* WHAT IS EXPECTED: Output the lines that follow exactly as they are.

* MATERIAL SUPPLIED:
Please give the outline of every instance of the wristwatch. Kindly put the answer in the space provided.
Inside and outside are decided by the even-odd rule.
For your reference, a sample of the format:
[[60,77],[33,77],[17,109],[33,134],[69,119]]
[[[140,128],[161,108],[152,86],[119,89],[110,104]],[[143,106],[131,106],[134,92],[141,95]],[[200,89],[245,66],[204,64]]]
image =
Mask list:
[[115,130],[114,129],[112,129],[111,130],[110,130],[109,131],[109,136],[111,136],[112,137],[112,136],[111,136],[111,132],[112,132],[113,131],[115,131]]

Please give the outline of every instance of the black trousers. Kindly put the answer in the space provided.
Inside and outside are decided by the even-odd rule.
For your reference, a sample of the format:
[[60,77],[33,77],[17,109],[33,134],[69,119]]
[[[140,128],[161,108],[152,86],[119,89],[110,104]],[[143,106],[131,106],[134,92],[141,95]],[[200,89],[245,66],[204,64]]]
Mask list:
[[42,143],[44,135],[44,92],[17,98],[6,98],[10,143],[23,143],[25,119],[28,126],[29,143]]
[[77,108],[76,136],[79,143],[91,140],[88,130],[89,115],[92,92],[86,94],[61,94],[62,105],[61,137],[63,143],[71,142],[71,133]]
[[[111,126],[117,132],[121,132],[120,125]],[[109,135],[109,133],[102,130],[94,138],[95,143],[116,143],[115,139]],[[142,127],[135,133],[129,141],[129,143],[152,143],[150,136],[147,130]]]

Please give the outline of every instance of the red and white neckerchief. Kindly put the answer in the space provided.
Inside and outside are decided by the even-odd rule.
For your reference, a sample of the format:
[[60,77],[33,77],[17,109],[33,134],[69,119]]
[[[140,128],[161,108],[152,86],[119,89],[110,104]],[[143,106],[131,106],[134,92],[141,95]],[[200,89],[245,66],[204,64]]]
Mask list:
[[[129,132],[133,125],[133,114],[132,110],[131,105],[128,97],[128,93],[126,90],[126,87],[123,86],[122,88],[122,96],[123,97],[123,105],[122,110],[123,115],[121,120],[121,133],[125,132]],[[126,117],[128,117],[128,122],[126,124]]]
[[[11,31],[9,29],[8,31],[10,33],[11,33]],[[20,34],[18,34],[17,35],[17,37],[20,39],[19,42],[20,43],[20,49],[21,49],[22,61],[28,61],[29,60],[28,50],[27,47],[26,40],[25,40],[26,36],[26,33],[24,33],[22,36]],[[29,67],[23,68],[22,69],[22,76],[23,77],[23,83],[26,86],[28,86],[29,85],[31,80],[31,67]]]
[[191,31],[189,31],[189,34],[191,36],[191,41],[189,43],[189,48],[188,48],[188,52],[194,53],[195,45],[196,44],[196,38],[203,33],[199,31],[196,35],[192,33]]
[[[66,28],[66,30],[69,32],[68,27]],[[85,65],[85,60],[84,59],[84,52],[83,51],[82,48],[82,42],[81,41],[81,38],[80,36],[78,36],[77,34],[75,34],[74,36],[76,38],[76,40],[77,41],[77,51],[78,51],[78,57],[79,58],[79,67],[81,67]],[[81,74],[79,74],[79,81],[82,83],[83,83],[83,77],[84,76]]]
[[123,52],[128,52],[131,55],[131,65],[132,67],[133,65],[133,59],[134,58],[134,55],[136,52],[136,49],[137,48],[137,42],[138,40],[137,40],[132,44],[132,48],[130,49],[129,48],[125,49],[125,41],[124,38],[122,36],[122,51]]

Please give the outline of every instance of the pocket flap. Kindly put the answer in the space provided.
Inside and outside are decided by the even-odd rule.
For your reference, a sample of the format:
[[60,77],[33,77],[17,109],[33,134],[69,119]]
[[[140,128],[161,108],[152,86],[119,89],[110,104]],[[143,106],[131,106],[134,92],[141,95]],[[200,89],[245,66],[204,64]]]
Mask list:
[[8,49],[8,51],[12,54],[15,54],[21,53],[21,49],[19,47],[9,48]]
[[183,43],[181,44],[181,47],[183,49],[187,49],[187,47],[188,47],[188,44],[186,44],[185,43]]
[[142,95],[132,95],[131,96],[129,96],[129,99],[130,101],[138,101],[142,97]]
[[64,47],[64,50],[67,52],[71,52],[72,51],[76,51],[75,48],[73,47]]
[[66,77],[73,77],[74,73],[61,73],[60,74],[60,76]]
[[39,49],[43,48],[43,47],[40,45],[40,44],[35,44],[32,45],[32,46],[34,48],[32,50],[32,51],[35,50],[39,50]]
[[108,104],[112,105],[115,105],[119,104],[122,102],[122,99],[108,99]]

* OUTPUT:
Please give the outline of every instance of the wristwatch. Kindly put the answer in the space provided.
Inside and outside are decided by the even-odd rule.
For your reference, a sample of the format:
[[60,77],[33,77],[17,109],[33,134],[69,119]]
[[[140,128],[161,108],[152,86],[119,89],[110,104]],[[143,106],[131,106],[134,92],[141,95]],[[200,89],[245,66],[204,64]]]
image =
Mask list:
[[115,130],[114,129],[112,129],[111,130],[110,130],[109,131],[109,136],[111,136],[112,137],[112,136],[111,136],[111,132],[112,132],[113,131],[115,131]]

Please give the outline of every instance of the black trousers. Kindly put the answer in the space provided.
Inside and outside are decided by the even-odd rule.
For your reference, a sample of the format:
[[60,77],[33,77],[17,109],[33,134],[69,119]]
[[[140,128],[161,108],[152,86],[119,89],[110,104]],[[143,106],[131,106],[134,92],[141,95]],[[200,89],[245,66],[204,64]]]
Mask list:
[[42,143],[44,135],[44,92],[17,98],[6,98],[10,143],[23,143],[25,119],[28,126],[29,143]]
[[77,108],[76,136],[79,143],[91,140],[88,130],[89,115],[92,92],[86,94],[61,94],[62,105],[61,137],[63,143],[71,142],[71,133]]
[[[111,126],[117,132],[121,132],[120,125]],[[109,135],[109,133],[102,130],[94,138],[95,143],[116,143],[115,139]],[[142,127],[135,133],[129,141],[129,143],[152,143],[150,136],[147,130]]]

Please give the outline of every instance of the red and white neckerchief. Kindly put the answer in the space provided.
Inside and outside are decided by the even-odd rule.
For your reference, a sample of the format:
[[60,77],[33,77],[17,109],[33,134],[69,119]]
[[[140,128],[161,108],[152,86],[119,89],[110,104]],[[143,106],[131,106],[134,92],[141,95]],[[200,89],[245,66],[204,64]]]
Mask list:
[[[129,132],[133,125],[133,114],[132,110],[131,105],[128,97],[128,93],[126,90],[126,87],[123,86],[122,88],[122,96],[123,97],[123,105],[122,110],[123,115],[121,120],[121,133],[125,132]],[[126,117],[128,117],[128,122],[126,124]]]
[[[11,31],[9,29],[8,31],[10,33],[11,33]],[[20,34],[18,34],[17,35],[17,37],[20,39],[19,42],[20,43],[20,49],[21,49],[22,61],[28,61],[29,60],[28,50],[27,47],[26,40],[25,40],[26,36],[26,33],[24,33],[22,36]],[[29,67],[23,68],[22,69],[22,76],[23,77],[23,83],[26,86],[28,86],[29,85],[31,80],[31,67]]]
[[191,31],[189,31],[189,34],[191,36],[191,41],[189,43],[189,48],[188,48],[188,52],[194,53],[195,45],[196,44],[196,38],[203,33],[199,31],[196,35],[192,33]]
[[[66,28],[66,30],[69,32],[68,27]],[[85,65],[85,60],[84,59],[84,52],[83,51],[82,48],[82,42],[81,41],[81,38],[80,36],[78,36],[77,34],[75,34],[74,36],[76,38],[76,40],[77,41],[77,51],[78,51],[78,57],[79,58],[79,67],[81,67]],[[81,74],[79,74],[79,81],[82,83],[83,83],[83,77],[84,76]]]
[[123,52],[128,52],[131,55],[131,65],[132,67],[133,65],[133,59],[134,58],[134,55],[136,52],[136,49],[137,48],[137,42],[138,40],[137,40],[132,44],[132,48],[130,49],[129,48],[125,49],[125,41],[124,38],[122,36],[122,51]]

Please give the outline of every instance of the pocket flap. Kindly put the answer in the space provided.
Inside and outside are decided by the even-odd rule.
For your reference, a sample of the format:
[[60,77],[33,77],[17,109],[33,134],[69,119]]
[[[140,128],[161,108],[152,86],[119,89],[110,104]],[[143,106],[131,106],[134,92],[141,95]],[[200,89],[245,66],[204,64]]]
Mask list:
[[8,49],[8,51],[12,54],[15,54],[21,53],[21,49],[19,47],[9,48]]
[[183,43],[181,44],[181,47],[183,49],[187,49],[187,47],[188,47],[188,44],[186,44],[185,43]]
[[142,95],[132,95],[131,96],[129,96],[129,99],[130,101],[138,101],[142,97]]
[[64,47],[64,50],[67,52],[71,52],[72,51],[76,51],[75,48],[73,47]]
[[66,77],[73,77],[74,73],[61,73],[60,74],[60,76]]
[[39,49],[43,48],[43,47],[40,45],[40,44],[35,44],[32,45],[32,46],[34,48],[32,50],[32,51],[35,50],[39,50]]
[[108,104],[112,105],[115,105],[119,104],[122,102],[122,99],[108,99]]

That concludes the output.